__What to work on__. Your task is to restate every entry below word for word and omit the images.

__Records supplied__.
----------------
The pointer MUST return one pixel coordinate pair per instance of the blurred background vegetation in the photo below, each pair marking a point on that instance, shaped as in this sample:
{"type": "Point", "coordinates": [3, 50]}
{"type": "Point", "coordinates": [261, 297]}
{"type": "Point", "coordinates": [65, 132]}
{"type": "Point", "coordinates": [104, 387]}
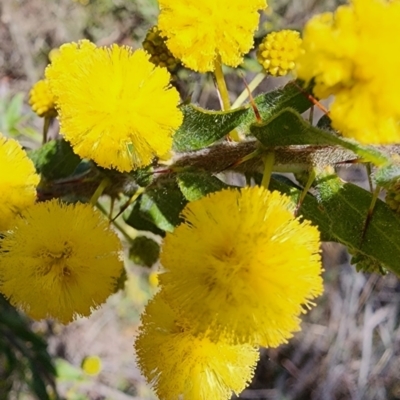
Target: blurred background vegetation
----------------
__Problem solution__.
The pointer MUST return one pixel coordinate pair per instance of the blurred background vegetation in the photo below, each pair marking a point on that instance, shaped as in this sample:
{"type": "Point", "coordinates": [3, 50]}
{"type": "Point", "coordinates": [261, 297]}
{"type": "Point", "coordinates": [65, 132]}
{"type": "Point", "coordinates": [104, 387]}
Target: blurred background vegetation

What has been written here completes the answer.